(DATA FOR PROCESSING begins)

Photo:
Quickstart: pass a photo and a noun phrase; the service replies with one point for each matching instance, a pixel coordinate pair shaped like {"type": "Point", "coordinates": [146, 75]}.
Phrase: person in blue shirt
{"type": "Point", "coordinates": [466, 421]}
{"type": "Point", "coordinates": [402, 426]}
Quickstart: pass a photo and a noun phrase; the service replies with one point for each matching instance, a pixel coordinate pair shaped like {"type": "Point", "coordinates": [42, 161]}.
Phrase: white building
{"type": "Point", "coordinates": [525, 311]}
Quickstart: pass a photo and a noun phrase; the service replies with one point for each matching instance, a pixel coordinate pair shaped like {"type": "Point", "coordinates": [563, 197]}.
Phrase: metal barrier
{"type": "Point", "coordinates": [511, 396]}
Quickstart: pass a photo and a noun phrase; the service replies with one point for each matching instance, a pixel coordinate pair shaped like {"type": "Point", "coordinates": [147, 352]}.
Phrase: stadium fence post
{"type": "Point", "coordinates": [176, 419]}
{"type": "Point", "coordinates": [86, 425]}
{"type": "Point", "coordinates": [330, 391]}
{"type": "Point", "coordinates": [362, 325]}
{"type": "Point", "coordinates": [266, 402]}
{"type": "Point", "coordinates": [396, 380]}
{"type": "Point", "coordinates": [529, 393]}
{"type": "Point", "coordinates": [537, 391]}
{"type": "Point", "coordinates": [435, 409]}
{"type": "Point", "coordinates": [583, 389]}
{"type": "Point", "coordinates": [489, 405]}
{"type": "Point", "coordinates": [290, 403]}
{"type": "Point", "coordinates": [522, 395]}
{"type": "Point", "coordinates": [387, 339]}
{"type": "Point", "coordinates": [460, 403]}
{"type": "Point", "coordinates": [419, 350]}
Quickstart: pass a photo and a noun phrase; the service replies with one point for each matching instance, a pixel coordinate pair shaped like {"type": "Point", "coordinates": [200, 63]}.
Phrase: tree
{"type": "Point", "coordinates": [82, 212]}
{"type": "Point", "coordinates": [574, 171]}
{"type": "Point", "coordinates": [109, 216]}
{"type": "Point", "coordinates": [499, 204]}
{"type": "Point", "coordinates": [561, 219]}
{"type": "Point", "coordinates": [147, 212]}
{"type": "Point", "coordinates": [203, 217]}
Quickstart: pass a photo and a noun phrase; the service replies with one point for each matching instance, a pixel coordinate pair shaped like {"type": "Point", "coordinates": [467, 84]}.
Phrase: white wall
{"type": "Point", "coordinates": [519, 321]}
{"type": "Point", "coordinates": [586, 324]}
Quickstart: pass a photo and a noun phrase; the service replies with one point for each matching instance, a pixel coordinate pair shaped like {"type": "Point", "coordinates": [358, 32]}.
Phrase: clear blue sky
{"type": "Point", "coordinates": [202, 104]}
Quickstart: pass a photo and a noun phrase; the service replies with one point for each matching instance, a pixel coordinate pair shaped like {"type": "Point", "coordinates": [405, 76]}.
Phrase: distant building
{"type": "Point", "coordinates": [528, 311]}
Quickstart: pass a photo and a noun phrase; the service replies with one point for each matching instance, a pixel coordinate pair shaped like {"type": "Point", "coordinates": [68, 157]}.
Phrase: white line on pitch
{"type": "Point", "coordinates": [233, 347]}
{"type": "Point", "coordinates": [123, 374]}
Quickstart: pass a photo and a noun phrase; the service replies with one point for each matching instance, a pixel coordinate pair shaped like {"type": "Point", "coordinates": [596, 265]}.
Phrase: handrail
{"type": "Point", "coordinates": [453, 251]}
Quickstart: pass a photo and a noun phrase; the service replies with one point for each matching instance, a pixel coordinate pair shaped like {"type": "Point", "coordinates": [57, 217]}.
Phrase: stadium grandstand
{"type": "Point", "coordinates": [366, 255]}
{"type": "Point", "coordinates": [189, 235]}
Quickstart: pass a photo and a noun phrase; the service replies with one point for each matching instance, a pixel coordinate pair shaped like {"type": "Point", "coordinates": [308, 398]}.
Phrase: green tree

(DATA FOR PROCESSING ends)

> **TASK BRIEF**: Copy the records above. Keep every word as it is.

> **YOUR RESPONSE**:
Photo:
Quickstart: pass a photo and a noun phrase; the service replies with one point for each matching instance, a pixel coordinate pair shaped like {"type": "Point", "coordinates": [146, 75]}.
Phrase: person in blue shirt
{"type": "Point", "coordinates": [466, 421]}
{"type": "Point", "coordinates": [402, 426]}
Quickstart: pass a photo and a noun phrase; the service replies with one point for each matching instance, a pixel coordinate pair shaped like {"type": "Point", "coordinates": [42, 161]}.
Phrase: white building
{"type": "Point", "coordinates": [525, 311]}
Quickstart: pass a photo and a noun phrase; the service replies with one point for each matching instance, a pixel coordinate pair shaped like {"type": "Point", "coordinates": [563, 197]}.
Phrase: metal barrier
{"type": "Point", "coordinates": [511, 396]}
Quickstart: pass a photo and a noun phrase; the service replies with one point for each matching instance, a pixel coordinate pair shaped like {"type": "Point", "coordinates": [147, 352]}.
Phrase: stadium fence post
{"type": "Point", "coordinates": [176, 419]}
{"type": "Point", "coordinates": [86, 425]}
{"type": "Point", "coordinates": [330, 391]}
{"type": "Point", "coordinates": [362, 325]}
{"type": "Point", "coordinates": [266, 402]}
{"type": "Point", "coordinates": [396, 380]}
{"type": "Point", "coordinates": [529, 393]}
{"type": "Point", "coordinates": [537, 391]}
{"type": "Point", "coordinates": [435, 409]}
{"type": "Point", "coordinates": [583, 389]}
{"type": "Point", "coordinates": [489, 405]}
{"type": "Point", "coordinates": [290, 403]}
{"type": "Point", "coordinates": [522, 395]}
{"type": "Point", "coordinates": [387, 339]}
{"type": "Point", "coordinates": [460, 403]}
{"type": "Point", "coordinates": [419, 350]}
Quickstart: pass a photo and a noun phrase; the service replies with one point for each matching instance, a pixel coordinate pair shaped like {"type": "Point", "coordinates": [200, 63]}.
Phrase: tree
{"type": "Point", "coordinates": [82, 212]}
{"type": "Point", "coordinates": [574, 171]}
{"type": "Point", "coordinates": [109, 216]}
{"type": "Point", "coordinates": [499, 204]}
{"type": "Point", "coordinates": [561, 219]}
{"type": "Point", "coordinates": [147, 212]}
{"type": "Point", "coordinates": [203, 217]}
Quickstart: pass a photo and a noun phrase; the service replies with one point for each matching instance, a pixel coordinate pair shaped like {"type": "Point", "coordinates": [467, 84]}.
Phrase: white wall
{"type": "Point", "coordinates": [519, 321]}
{"type": "Point", "coordinates": [586, 324]}
Quickstart: pass a photo and a noun phrase; the service replies with one point for each matching instance, a pixel coordinate pair shaped like {"type": "Point", "coordinates": [358, 32]}.
Phrase: clear blue sky
{"type": "Point", "coordinates": [202, 104]}
Quickstart: pass a photo and a noun phrase; the service replies with one point for each matching instance, a pixel coordinate pair shaped like {"type": "Point", "coordinates": [405, 76]}.
Phrase: distant building
{"type": "Point", "coordinates": [528, 311]}
Quickstart: pass a photo and a noun phrase; the service replies with one point for each matching instance, a pixel coordinate pair shaped like {"type": "Point", "coordinates": [68, 157]}.
Phrase: white line on pitch
{"type": "Point", "coordinates": [233, 347]}
{"type": "Point", "coordinates": [123, 374]}
Quickstart: pass a photo and a noun phrase; the service replies with one point for each matching instance, a pixel coordinate pair shaped like {"type": "Point", "coordinates": [596, 265]}.
Phrase: handrail
{"type": "Point", "coordinates": [453, 251]}
Quickstart: pass a photo and a noun phrase; the service replies with one point for each matching instance, a pixel coordinate pair shaped like {"type": "Point", "coordinates": [57, 217]}.
Phrase: stadium grandstand
{"type": "Point", "coordinates": [366, 255]}
{"type": "Point", "coordinates": [189, 235]}
Quickstart: pass a photo and a noun phrase; the service replies with one point for each matching instance, a pixel coordinate pair shaped like {"type": "Point", "coordinates": [308, 398]}.
Phrase: green tree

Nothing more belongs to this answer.